Would you render the items below as a numbered list, one line per number, with any blank lines dropped?
— START Data —
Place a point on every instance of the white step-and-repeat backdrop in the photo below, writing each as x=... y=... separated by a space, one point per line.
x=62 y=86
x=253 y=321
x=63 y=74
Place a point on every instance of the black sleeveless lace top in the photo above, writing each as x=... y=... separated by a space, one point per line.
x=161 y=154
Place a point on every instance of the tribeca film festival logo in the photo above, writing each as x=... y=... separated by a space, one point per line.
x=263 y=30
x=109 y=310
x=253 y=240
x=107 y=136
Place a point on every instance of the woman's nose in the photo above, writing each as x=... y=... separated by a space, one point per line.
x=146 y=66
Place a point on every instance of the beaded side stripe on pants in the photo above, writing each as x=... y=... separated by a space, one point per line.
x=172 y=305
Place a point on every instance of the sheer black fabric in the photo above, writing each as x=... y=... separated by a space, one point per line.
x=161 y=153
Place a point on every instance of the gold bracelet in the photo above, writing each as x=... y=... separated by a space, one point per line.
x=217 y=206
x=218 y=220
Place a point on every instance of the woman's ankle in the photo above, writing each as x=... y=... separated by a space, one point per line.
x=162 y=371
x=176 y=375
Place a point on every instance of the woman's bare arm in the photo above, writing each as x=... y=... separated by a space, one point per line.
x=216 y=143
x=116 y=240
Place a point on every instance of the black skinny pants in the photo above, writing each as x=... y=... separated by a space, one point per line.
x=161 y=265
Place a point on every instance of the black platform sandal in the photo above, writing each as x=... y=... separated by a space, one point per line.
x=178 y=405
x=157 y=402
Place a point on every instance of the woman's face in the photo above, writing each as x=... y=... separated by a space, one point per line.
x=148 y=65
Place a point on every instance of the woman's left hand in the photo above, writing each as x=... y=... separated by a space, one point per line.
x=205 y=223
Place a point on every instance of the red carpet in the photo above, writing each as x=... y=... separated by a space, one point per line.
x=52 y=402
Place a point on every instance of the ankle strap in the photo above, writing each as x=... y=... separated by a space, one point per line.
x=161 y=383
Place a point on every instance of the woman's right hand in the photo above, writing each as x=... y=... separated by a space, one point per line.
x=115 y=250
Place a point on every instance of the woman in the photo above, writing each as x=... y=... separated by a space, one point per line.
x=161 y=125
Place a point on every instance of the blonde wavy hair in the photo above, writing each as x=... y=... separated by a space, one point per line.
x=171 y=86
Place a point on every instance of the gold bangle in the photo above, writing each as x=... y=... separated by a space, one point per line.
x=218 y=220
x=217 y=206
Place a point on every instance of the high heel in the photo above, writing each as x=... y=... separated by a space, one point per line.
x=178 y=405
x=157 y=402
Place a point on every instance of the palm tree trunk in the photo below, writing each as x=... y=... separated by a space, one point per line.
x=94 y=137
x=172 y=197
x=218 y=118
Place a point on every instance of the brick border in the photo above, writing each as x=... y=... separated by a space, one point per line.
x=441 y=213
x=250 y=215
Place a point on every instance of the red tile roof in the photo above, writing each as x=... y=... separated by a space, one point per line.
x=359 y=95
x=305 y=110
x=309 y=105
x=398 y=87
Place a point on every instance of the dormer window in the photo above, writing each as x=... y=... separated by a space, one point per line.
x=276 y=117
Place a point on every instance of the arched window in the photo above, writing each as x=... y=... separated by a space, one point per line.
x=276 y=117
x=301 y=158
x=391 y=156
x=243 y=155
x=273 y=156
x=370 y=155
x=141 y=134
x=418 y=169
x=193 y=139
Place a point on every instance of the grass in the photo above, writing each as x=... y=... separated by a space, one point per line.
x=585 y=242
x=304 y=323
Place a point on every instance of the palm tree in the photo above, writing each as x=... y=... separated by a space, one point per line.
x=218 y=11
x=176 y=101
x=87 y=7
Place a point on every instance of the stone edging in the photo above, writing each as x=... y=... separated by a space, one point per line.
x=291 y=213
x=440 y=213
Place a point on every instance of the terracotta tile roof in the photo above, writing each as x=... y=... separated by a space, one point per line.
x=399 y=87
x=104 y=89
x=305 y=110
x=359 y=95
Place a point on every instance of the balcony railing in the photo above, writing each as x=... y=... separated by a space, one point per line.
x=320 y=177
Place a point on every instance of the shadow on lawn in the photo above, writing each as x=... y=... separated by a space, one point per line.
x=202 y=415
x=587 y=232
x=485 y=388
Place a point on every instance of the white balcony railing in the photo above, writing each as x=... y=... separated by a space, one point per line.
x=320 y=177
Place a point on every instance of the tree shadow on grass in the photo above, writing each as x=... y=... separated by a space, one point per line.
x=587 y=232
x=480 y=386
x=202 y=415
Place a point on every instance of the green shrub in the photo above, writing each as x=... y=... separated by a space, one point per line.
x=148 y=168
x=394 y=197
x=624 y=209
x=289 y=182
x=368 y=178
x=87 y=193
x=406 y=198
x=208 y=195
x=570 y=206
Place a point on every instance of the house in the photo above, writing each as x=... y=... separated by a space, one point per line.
— END Data —
Expected output —
1. Place a point on every instance of the white step-and-repeat backdrop in the photo below, writing each as x=... y=... separated by a space, one point per line.
2. x=62 y=86
3. x=253 y=321
4. x=63 y=74
5. Place a point on every instance of the black sleeveless lace top in the photo above, writing each as x=... y=... separated by a space, one point per line.
6. x=161 y=154
7. Place a point on every instance of the tribeca film festival logo in the photo above, writing each as x=... y=... separated by a space, one point per line.
8. x=263 y=30
9. x=109 y=310
10. x=253 y=240
11. x=107 y=136
12. Place a point on every instance of the woman's nose in the photo above, writing each as x=... y=... separated by a space, one point per line.
13. x=146 y=66
14. Place a point on every instance of the beaded side stripe on pants in the photo above, writing each as x=... y=... separated by a space, one point per line.
15. x=172 y=305
16. Place a point on every instance of the sheer black fabric in the photo above, writing each as x=... y=... separated by a space, one point per line.
17. x=161 y=153
18. Place a point on every instance of the gold bracelet in the photo above, writing each as x=... y=... separated by a space, one point per line.
19. x=217 y=206
20. x=218 y=220
21. Place a point on every instance of the woman's ankle in the photo above, writing each as x=... y=... separated by a space, one point per line.
22. x=162 y=371
23. x=176 y=375
24. Place a point on every instance of the woman's bare arm in the photo above, writing each as x=... y=... separated by a space, one point per line.
25. x=216 y=143
26. x=116 y=240
27. Place a point on every instance of the black skinny pants in the photo above, writing each as x=... y=... separated by a space, one point per line.
28. x=161 y=265
29. Place a point on every instance of the black platform sandal in the photo above, writing each as x=... y=... separated by a space, one point per line.
30. x=178 y=405
31. x=157 y=402
32. Place a point on every instance of the woman's face in the photo above, writing each as x=... y=... separated by a space, one point per line.
33. x=148 y=65
34. Place a point on every instance of the woman's left hand in the photo above, writing each as x=... y=... separated by a space, one point per line.
35. x=205 y=223
36. Place a point on every instance of the red carpet in the photo above, writing each as x=... y=... separated by a space, one point per line.
37. x=52 y=402
38. Place a point on every instance of the ankle strap in the photo above, writing each as x=... y=... separated by a space, one point per line.
39. x=161 y=383
40. Place a point on every instance of the woman's right hand in the photo above, writing each as x=... y=... separated by a space, one point per line.
41. x=115 y=250
42. Place a point on every instance of the woman in the photo above, writing each as x=... y=... separated by a space, one point per line.
43. x=161 y=125
44. Place a point on every instance of the blonde wavy hair in the photo above, writing each as x=... y=... separated by a space, one point per line.
45. x=171 y=86
46. Place a point on every instance of the gold bangle in the photo above, writing each as x=... y=... separated by a space, one point per line.
47. x=218 y=220
48. x=217 y=206
49. Place a point on every instance of the high heel in the photo above, writing each as x=... y=... separated by a space, one point per line.
50. x=178 y=405
51. x=157 y=402
52. Place a point on every instance of the palm tree trunk in the photo below, writing each as x=... y=... separated by a space, one point per line.
53. x=94 y=137
54. x=172 y=197
55. x=218 y=118
56. Place a point on every instance of the brick border in the photo above, writing each as x=... y=... separated by a space, one point per line.
57. x=441 y=213
58. x=250 y=215
59. Place a point on every instance of the red tile roof in the photo above, writing each as x=... y=... separated by a space, one point per line.
60. x=359 y=95
61. x=305 y=110
62. x=309 y=105
63. x=398 y=87
64. Place a point on every instance of the dormer window in the photo above, writing each as x=... y=... separated by a space, one point per line.
65. x=276 y=117
66. Place a point on every instance of the arched window in the photo above, writing each as x=... y=... separated by a space, one point per line.
67. x=276 y=117
68. x=301 y=158
69. x=391 y=156
70. x=243 y=155
71. x=273 y=156
72. x=370 y=155
73. x=141 y=134
74. x=418 y=169
75. x=193 y=139
76. Place a point on every instance of the grass in the photo above, writing each as x=... y=... separated by a space, one point per line.
77. x=585 y=242
78. x=304 y=323
79. Place a point on every instance of the palm tree in the photo above, writing each as x=... y=... separated by a space, one point per line.
80. x=218 y=11
81. x=176 y=101
82. x=87 y=7
83. Place a point on every instance of the stone edging in the photo above, writing each as x=... y=... separated by a space, one point per line.
84. x=291 y=213
85. x=440 y=213
86. Place a point on every instance of the terracotta tile roof in the photo above, writing each as x=... y=... separated by a space, one point per line.
87. x=399 y=87
88. x=104 y=89
89. x=305 y=110
90. x=359 y=95
91. Place a point on every instance of the balcony railing in the photo above, writing each as x=... y=... separated by a space, one point per line.
92. x=320 y=177
93. Place a point on every instance of the shadow on lawn in the photo above, writing each as x=... y=... separated by a space, one point per line.
94. x=202 y=415
95. x=587 y=232
96. x=485 y=388
97. Place a point on every instance of the white balcony railing in the photo above, writing each as x=... y=... separated by a space, one point per line.
98. x=320 y=177
99. Place a point on every instance of the tree shadow on grass in the photo above, writing each as x=... y=... separated by a space, one point per line.
100. x=587 y=232
101. x=480 y=386
102. x=202 y=415
103. Place a point on every instance of the green shrub in the photo above, writing each as x=... y=... separated by a space, one point per line.
104. x=148 y=168
105. x=394 y=197
106. x=624 y=209
107. x=289 y=182
108. x=368 y=178
109. x=87 y=193
110. x=406 y=198
111. x=208 y=195
112. x=570 y=206
113. Place a point on every instance of the house in the photo above, writing each as x=... y=... separated by a space, one point per line.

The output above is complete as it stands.